#### SET TASK 1:
In the listing, rewrite the lines starting at the line that contains "Segment the blurred" and ending with the last line of the listing, replacing "vertices" with "corners" and keeping everything else the same.

#### SELECTED PASSAGE:
==*==

You did indeed, and I stand corrected and upgraded. Note also they are calling for #2 to and from the panel. If you do use #2 for the panel everything upstream must be #2 or greater. I suggest the use of breakers rather than fuses.

azazzera 07-09-2016 12:19 PM

And I get confused at times. Up stream is the battery side. I or should I say the blue sea app calculated 4 wire based on my wire length of less than 3 feet. There recommended 2 wire was a 10 foot run.

If you or someone can explain the difference between putting the meter in the positive and negative loop.

Thanks again.

azazzera 07-09-2016 12:30 PM

So my couriosity peeked. The instructions say 2 wire but for a 10 foot run the blue sea app gives a calculation of 4 wire. A bit of a discrepancy. Don't know how they come up with the 2 wire size.

ndutton 07-09-2016 12:40 PM

Quote:

Originally Posted by azazzera (Post 100340)
If you or someone can explain the difference between putting the meter in the positive and negative loop.

No difference really, current is current but consider this from your first post:
There is a negative bus on the panel but I don't see the need to run the wire from each load directly back to the panel bus. my plan was to run them to a location close to the panel on a separate wire block then have that block connected back to the battery with a wire that can handle the current of all the wires. I think it will be cleaner and less congested on the panel doing it this way.
Having the shunt in the negative side kinda answers that question itself.

My 2˘: follow the manufacturer's instructions.

edit:
There's no harm in going with larger wire. In fact, there is the advantage of even less voltage drop than the 3% allowable maximum. 1% is better than 3%. Years ago I was wiring city and county parks with insanely long runs between light poles. It was not unusual to run #6 wire for a 20 amp circuit with maybe 10 amps of load to mitigate voltage drop.

BunnyPlanet169 07-09-2016 12:55 PM

1 Attachment(s)
If you don't have it already, I would strongly encourage you to get a copy of the Nigel Calder book, "Boat owners Mechanical and Electrical Manual." Note that it's even referenced by Blue Sea in the PDF instructions. It's extremely readable, and contains excellent design and practical information.

For simplicity and bulletproof, you can't go wrong with the terminal mounted Blue Sea fuses. The go right on the battery post, and were designed to meet the nominal <= 7" requirement. No more costly than ANL fuses and holder.

You will not regret using #2 all the way, as opposed to #4. Your time and labor are more valuable than the incremental cost of the cable. And you'll sleep better knowing it's just that much more robust. And it's easier having one kind of lug, one size of heat shrink, one setting on the crimper, etc.

The LED wires are not fused because they're probably 22AWG, and they ARE the fuse. Connect them as described to the bus bars. Just not enough energy to start a fire before the wire is fried.

Both shunt meter wires are fused right next to the shunt because a 16AWG wire CAN start a fire. The shunt meter wires are essentially both at full battery voltage.

==*==

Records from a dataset

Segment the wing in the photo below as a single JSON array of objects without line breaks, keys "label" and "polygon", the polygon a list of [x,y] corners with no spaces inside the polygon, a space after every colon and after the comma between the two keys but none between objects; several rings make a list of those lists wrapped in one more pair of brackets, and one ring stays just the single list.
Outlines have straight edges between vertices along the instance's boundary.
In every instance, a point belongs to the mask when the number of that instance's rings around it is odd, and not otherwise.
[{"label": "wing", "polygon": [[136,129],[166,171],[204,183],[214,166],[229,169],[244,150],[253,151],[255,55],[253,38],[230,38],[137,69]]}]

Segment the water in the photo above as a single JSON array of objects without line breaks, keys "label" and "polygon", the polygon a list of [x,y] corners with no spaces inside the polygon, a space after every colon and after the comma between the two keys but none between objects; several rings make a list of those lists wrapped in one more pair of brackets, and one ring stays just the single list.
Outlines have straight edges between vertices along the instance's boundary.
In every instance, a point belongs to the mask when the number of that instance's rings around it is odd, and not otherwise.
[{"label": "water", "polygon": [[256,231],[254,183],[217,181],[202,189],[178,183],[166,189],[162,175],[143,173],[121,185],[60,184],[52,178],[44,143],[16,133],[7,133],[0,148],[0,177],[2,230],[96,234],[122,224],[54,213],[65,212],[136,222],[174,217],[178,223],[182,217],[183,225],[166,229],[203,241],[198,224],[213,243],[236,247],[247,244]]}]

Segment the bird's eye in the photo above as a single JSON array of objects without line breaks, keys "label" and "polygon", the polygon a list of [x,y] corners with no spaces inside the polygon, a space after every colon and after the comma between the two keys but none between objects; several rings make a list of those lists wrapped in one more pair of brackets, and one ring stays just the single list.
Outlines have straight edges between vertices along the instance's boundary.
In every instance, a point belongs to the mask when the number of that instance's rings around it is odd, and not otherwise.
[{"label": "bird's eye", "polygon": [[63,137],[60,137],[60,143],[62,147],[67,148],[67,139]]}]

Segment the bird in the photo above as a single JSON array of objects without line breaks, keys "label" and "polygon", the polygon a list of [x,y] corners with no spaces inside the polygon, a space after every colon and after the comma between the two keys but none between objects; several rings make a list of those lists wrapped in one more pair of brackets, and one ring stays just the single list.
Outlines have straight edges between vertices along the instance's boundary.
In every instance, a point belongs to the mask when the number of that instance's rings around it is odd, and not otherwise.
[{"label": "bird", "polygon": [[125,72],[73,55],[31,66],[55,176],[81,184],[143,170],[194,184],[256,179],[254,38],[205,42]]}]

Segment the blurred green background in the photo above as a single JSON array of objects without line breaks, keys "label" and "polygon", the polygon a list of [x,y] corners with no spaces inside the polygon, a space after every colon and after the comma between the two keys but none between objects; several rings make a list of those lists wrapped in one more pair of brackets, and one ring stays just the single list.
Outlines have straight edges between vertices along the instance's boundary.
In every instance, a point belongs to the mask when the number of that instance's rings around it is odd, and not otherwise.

==*==

#### SET TASK 2:
Answer these questions about the wiring discussion:
(a) What wire size does the Blue Sea app calculate for a 10-foot run?
(b) Which book does BunnyPlanet169 recommend getting a copy of?
(c) Why are the LED wires not fused?

#### WRITTEN ANSWER 1:
Segment the blurred green background in the photo above as a single JSON array of objects without line breaks, keys "label" and "polygon", the polygon a list of [x,y] corners with no spaces inside the polygon, a space after every colon and after the comma between the two keys but none between objects; several rings make a list of those lists wrapped in one more pair of brackets, and one ring stays just the single list.
Outlines have straight edges between corners along the instance's boundary.
In every instance, a point belongs to the mask when the number of that instance's rings around it is odd, and not otherwise.

#### WRITTEN ANSWER 2:
(a) The app gives a calculation of 4 wire.
(b) The Nigel Calder book, "Boat owners Mechanical and Electrical Manual."
(c) They are probably 22AWG, so they are the fuse.